The expected output is the complete data, reproduced exactly.

─── PROVIDED DATA ───

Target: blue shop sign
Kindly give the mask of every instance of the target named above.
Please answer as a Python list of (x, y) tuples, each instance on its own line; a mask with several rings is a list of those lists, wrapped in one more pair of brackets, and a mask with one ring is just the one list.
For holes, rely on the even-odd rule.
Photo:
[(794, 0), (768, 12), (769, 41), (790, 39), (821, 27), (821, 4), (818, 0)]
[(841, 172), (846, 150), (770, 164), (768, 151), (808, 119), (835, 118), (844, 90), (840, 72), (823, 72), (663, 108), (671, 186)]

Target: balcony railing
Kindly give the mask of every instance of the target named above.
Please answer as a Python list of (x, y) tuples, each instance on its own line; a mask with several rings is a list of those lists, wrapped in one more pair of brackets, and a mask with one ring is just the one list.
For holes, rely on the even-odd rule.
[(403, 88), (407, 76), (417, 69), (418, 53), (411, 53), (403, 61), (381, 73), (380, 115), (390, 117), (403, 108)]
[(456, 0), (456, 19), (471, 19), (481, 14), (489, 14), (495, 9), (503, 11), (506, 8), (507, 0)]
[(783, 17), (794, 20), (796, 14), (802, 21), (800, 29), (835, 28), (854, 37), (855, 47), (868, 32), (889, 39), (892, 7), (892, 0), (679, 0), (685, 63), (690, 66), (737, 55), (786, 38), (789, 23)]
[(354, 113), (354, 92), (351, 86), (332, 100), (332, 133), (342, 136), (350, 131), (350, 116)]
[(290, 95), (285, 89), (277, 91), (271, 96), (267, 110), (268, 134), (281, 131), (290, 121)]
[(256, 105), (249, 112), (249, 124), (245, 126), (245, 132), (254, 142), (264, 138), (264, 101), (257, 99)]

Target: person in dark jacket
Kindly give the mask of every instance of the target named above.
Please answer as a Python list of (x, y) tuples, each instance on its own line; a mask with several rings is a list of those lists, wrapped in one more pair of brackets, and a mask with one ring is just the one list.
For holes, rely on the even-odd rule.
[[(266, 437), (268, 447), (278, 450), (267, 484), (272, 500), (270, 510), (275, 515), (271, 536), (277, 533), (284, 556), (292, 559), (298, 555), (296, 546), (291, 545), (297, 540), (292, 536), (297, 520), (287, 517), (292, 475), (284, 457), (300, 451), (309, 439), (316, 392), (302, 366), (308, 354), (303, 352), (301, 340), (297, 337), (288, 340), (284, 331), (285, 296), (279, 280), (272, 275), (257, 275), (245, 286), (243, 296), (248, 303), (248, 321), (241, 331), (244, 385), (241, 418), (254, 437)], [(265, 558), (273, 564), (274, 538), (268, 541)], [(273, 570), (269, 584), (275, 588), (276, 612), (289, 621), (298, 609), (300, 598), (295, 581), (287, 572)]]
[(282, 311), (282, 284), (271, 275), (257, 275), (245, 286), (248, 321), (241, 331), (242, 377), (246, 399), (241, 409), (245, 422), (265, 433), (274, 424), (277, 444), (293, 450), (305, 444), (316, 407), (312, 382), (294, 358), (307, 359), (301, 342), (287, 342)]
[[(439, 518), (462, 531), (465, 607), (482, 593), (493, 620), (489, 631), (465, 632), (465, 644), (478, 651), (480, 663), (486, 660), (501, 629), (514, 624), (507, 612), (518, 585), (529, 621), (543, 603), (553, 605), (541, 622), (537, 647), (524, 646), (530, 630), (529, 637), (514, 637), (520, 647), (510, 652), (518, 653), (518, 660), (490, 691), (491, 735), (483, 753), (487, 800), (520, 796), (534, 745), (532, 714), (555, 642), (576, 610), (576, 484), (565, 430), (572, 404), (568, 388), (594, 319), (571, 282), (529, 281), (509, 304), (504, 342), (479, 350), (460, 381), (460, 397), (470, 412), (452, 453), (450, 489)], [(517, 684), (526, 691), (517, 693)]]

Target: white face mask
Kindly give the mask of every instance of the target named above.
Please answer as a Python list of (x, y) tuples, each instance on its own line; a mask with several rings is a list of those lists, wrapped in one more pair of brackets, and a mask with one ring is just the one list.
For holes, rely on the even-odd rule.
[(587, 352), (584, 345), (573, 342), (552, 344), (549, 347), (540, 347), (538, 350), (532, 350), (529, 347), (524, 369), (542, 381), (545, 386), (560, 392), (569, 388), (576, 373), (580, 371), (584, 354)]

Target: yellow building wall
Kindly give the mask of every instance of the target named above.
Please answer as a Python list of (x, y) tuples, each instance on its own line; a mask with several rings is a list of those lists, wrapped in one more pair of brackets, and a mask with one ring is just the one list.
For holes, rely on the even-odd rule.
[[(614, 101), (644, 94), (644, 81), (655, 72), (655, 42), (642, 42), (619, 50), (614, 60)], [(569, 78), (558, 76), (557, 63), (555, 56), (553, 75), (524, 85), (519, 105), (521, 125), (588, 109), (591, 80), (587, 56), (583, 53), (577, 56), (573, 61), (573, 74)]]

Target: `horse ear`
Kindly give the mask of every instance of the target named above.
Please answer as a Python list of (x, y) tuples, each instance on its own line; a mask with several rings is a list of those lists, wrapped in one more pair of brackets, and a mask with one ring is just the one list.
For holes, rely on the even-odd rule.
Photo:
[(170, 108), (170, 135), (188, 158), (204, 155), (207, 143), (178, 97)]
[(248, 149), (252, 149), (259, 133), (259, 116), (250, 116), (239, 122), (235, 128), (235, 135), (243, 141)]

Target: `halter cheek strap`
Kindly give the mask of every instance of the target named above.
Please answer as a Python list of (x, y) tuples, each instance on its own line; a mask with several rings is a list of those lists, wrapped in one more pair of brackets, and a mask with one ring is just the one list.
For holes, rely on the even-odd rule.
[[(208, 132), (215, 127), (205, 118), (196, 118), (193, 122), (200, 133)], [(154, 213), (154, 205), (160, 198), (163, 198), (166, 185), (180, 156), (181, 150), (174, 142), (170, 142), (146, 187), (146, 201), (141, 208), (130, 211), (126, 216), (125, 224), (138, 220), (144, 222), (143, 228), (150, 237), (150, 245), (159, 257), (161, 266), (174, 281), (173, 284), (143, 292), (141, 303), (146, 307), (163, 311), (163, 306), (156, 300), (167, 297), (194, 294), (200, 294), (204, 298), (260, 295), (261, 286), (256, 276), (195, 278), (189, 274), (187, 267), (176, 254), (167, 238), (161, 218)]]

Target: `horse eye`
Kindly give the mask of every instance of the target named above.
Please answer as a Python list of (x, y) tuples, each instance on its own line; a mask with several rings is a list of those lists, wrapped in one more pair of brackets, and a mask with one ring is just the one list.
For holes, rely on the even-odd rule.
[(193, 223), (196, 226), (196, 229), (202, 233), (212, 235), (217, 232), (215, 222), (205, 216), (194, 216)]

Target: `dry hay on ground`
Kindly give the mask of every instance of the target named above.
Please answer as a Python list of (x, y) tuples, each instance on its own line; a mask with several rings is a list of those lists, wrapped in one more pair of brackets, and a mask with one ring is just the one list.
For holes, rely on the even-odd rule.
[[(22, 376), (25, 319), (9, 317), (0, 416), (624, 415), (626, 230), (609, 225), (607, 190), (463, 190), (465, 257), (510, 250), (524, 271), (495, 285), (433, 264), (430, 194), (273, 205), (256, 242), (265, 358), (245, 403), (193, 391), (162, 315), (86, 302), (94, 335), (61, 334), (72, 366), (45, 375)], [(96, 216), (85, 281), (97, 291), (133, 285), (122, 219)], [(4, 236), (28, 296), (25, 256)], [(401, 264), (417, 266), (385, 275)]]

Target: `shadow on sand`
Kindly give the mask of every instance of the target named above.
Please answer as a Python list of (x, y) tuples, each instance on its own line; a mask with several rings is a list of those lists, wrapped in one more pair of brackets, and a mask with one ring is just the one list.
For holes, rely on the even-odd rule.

───

TASK OUTPUT =
Target: blue shop sign
Kindly give the mask of every instance of the target named above.
Please answer as a Python list of (x, y) tuples, each instance on its own line; a mask with several rings is a list of those lists, wrapped in one more pair of brackets, and a mask with one ring is just the one list.
For holes, rely on the even-odd rule.
Photo:
[(794, 0), (768, 12), (769, 41), (790, 39), (821, 27), (821, 4), (818, 0)]
[(841, 172), (846, 150), (770, 164), (768, 151), (808, 119), (835, 118), (844, 90), (840, 72), (823, 72), (663, 108), (671, 186)]

Target: balcony railing
Kindly give the mask of every instance of the target named above.
Please answer as a Python list of (x, y) tuples, each instance on its own line; a mask with several rings is a list of those lists, wrapped in one more pair of brackets, and a mask with one ring is just the one list.
For holes, rely on the even-odd rule.
[(403, 88), (407, 76), (417, 69), (418, 53), (411, 53), (403, 61), (381, 73), (380, 115), (390, 117), (403, 108)]
[(456, 0), (456, 19), (471, 19), (481, 14), (489, 14), (495, 9), (503, 11), (506, 8), (507, 0)]
[(783, 17), (794, 20), (796, 14), (802, 21), (800, 29), (835, 28), (854, 37), (855, 47), (868, 32), (889, 39), (892, 7), (892, 0), (679, 0), (685, 63), (690, 66), (737, 55), (786, 38), (789, 23)]
[(354, 113), (354, 92), (351, 86), (332, 100), (332, 133), (342, 136), (350, 131), (350, 116)]
[(290, 95), (285, 89), (277, 91), (271, 96), (267, 110), (268, 134), (281, 131), (290, 121)]
[(256, 105), (249, 112), (249, 124), (245, 126), (245, 132), (254, 142), (264, 138), (264, 101), (257, 99)]

Target: person in dark jacket
Kindly give the mask of every instance of the target named above.
Please answer as a Python list of (x, y) tuples, each instance on its own line; a mask with several rings is a list of those lists, wrapped in one more pair of brackets, and a mask with one ring is just the one list.
For holes, rely on the even-odd rule.
[[(266, 437), (268, 447), (278, 450), (267, 484), (272, 500), (270, 510), (275, 515), (271, 536), (277, 533), (284, 556), (292, 559), (298, 555), (296, 546), (291, 545), (297, 540), (292, 536), (297, 520), (287, 517), (292, 475), (284, 457), (300, 451), (309, 439), (316, 392), (302, 366), (308, 354), (303, 352), (301, 340), (297, 337), (288, 340), (284, 331), (285, 296), (279, 280), (272, 275), (257, 275), (245, 286), (243, 296), (248, 303), (248, 321), (241, 331), (244, 385), (241, 418), (254, 437)], [(265, 558), (273, 564), (274, 538), (268, 541)], [(273, 570), (269, 584), (275, 588), (276, 612), (289, 621), (298, 609), (300, 598), (295, 581), (287, 572)]]
[(282, 311), (282, 284), (271, 275), (257, 275), (245, 286), (248, 321), (241, 331), (242, 377), (246, 399), (241, 409), (245, 422), (265, 433), (274, 424), (277, 444), (293, 450), (305, 444), (316, 407), (312, 382), (294, 358), (307, 359), (301, 342), (287, 342)]
[[(439, 518), (462, 531), (465, 607), (482, 593), (493, 620), (489, 631), (465, 632), (465, 644), (478, 651), (480, 663), (486, 660), (501, 629), (514, 624), (507, 612), (518, 585), (529, 621), (543, 603), (553, 605), (541, 622), (537, 647), (524, 646), (530, 630), (529, 637), (514, 637), (520, 647), (510, 652), (518, 653), (518, 660), (490, 691), (491, 735), (483, 753), (487, 800), (520, 796), (534, 745), (532, 714), (555, 642), (576, 610), (576, 484), (565, 430), (572, 404), (568, 388), (594, 319), (571, 282), (529, 281), (509, 304), (504, 342), (479, 350), (460, 381), (460, 397), (470, 412), (452, 453), (450, 489)], [(517, 684), (526, 691), (517, 693)]]

Target: white face mask
Kindly give the mask of every instance of the target named above.
Please answer as a Python list of (x, y) tuples, each instance on its own line; a mask with several rings is a list of those lists, wrapped in one more pair of brackets, and a mask with one ring is just the one list.
For holes, rely on the even-odd rule.
[(587, 352), (584, 345), (573, 342), (552, 344), (549, 347), (540, 347), (538, 350), (532, 350), (529, 347), (524, 369), (542, 381), (545, 386), (560, 392), (569, 388), (576, 373), (580, 371), (584, 354)]

Target: yellow building wall
Kindly give the mask of every instance of the target named above.
Please answer as a Python list of (x, y) tuples, each instance on its own line; a mask with several rings is a list of those lists, wrapped in one more pair of brackets, and a mask with one ring is just the one list.
For holes, rely on the even-odd rule.
[[(614, 101), (644, 94), (644, 81), (655, 72), (655, 42), (642, 42), (619, 50), (614, 60)], [(569, 78), (558, 76), (557, 63), (555, 56), (553, 75), (524, 85), (519, 105), (521, 125), (588, 109), (591, 80), (587, 56), (583, 53), (577, 56), (573, 61), (573, 74)]]

Target: `horse ear`
Kindly give the mask of every instance of the target named above.
Please answer as a Python list of (x, y) tuples, each instance on its own line; a mask with several rings is a list of those lists, wrapped in one more pair of brackets, and a mask with one ring is just the one list.
For holes, rely on the even-odd rule.
Photo:
[(170, 108), (170, 135), (188, 158), (204, 155), (207, 143), (178, 97)]
[(248, 149), (252, 149), (259, 133), (259, 116), (250, 116), (239, 122), (235, 128), (235, 135), (243, 141)]

Target: `halter cheek strap`
Kindly give the mask of every instance of the target named above.
Please answer as a Python list of (x, y) tuples, each instance on its own line; a mask with several rings is a list of those lists, wrapped in one more pair of brackets, and a mask with one ring is just the one list.
For holes, rely on the even-odd rule.
[[(208, 132), (215, 127), (205, 118), (196, 118), (193, 122), (200, 133)], [(154, 213), (154, 205), (160, 198), (163, 198), (166, 185), (180, 156), (181, 150), (174, 142), (170, 142), (146, 187), (146, 201), (141, 208), (130, 211), (126, 216), (125, 224), (138, 220), (144, 222), (143, 228), (150, 237), (150, 245), (159, 257), (161, 266), (174, 281), (173, 284), (143, 292), (141, 303), (146, 307), (163, 311), (163, 306), (156, 300), (167, 297), (194, 294), (200, 294), (204, 298), (260, 295), (261, 286), (256, 276), (195, 278), (189, 274), (187, 267), (176, 254), (167, 238), (161, 218)]]

Target: `horse eye`
Kindly give the mask of every instance of the target named above.
Please answer as a Python list of (x, y) tuples, each instance on its own line; a mask with several rings is a list of those lists, wrapped in one more pair of brackets, and a mask with one ring is just the one list.
For holes, rely on the even-odd rule.
[(193, 223), (196, 226), (196, 229), (202, 233), (212, 235), (217, 232), (215, 222), (205, 216), (194, 216)]

Target: `dry hay on ground`
Kindly give the mask of every instance of the target named above.
Please answer as a Python list of (x, y) tuples, each instance on its own line; a mask with several rings is a list of those lists, wrapped in one more pair of brackets, and a mask with one ring is just the one list.
For holes, rely on the even-odd rule.
[[(22, 376), (25, 319), (9, 317), (0, 416), (624, 415), (626, 230), (609, 225), (607, 190), (463, 190), (465, 257), (510, 250), (524, 271), (495, 285), (433, 264), (430, 194), (273, 205), (256, 242), (265, 358), (245, 403), (193, 391), (162, 315), (86, 302), (94, 335), (61, 334), (72, 366), (45, 375)], [(96, 216), (85, 281), (97, 291), (133, 285), (122, 219)], [(4, 236), (28, 296), (25, 256)], [(401, 264), (417, 266), (385, 275)]]

Target: `shadow on sand`
Kindly give the mask of every instance of the target named above.
Please answer as a Python list of (x, y) tuples, each instance on its own line; a mask with several rings is a list of those lists, wrapped in one more pair of brackets, and a mask with one ring is just the one list.
For holes, rely on the even-odd rule.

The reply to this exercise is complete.